保存済みレコード =>
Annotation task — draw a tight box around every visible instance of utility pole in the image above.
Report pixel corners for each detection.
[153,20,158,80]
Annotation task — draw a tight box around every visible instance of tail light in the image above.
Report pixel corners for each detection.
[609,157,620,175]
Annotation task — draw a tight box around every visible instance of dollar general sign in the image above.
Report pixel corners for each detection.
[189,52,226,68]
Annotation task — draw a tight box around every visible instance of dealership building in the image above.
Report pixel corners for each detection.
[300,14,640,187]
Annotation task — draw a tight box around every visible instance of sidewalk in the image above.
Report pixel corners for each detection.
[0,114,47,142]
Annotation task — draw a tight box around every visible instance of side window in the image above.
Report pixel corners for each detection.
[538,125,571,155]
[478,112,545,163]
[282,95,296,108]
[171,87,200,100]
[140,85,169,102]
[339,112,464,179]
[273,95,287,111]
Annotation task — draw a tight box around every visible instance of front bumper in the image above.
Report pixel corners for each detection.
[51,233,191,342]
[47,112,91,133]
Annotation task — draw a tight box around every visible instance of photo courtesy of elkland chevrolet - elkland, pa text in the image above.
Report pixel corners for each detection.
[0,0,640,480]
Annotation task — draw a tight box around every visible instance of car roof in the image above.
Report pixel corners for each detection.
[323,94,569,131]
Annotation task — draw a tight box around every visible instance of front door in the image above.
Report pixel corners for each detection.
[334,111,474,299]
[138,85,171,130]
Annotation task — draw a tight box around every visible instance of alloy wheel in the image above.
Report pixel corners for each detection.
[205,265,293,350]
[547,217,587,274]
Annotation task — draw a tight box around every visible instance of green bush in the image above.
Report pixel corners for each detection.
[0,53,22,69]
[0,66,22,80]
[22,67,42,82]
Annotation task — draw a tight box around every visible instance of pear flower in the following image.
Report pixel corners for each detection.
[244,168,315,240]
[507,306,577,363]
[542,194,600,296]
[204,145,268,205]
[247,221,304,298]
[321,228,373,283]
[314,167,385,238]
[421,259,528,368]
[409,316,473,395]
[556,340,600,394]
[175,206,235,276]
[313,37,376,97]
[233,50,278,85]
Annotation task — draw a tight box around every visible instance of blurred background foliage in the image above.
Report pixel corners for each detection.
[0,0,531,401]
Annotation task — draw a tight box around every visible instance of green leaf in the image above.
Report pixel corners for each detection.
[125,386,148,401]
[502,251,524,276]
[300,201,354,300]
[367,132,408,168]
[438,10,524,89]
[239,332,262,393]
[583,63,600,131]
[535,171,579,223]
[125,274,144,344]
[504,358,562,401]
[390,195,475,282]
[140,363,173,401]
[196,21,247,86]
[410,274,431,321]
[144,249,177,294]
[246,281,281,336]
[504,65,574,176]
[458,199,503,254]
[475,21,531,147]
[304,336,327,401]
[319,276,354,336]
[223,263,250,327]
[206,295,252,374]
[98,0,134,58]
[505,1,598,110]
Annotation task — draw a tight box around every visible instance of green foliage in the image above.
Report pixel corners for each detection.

課題 =>
上のレコードのうち、「roof in the image above.」を含む行から「[22,67,42,82]」を含む行までを、両端の行も含めて一字一句変えずに書き写してください。

回答 =>
Annotation task — draw a tight box around every visible instance of car roof in the image above.
Report pixel corners for each detection.
[323,94,569,131]
Annotation task — draw a tight box around every visible instance of front door in the image above.
Report pixel corners for each detection.
[334,111,474,299]
[138,85,171,130]
Annotation task — draw a tight box around every visible instance of alloy wheel in the image above.
Report pixel corners for each detection.
[205,265,293,350]
[547,217,587,274]
Annotation task — draw a tight box around every visible instance of green bush in the image above.
Report pixel corners for each detection.
[0,53,22,69]
[0,66,22,80]
[22,67,42,82]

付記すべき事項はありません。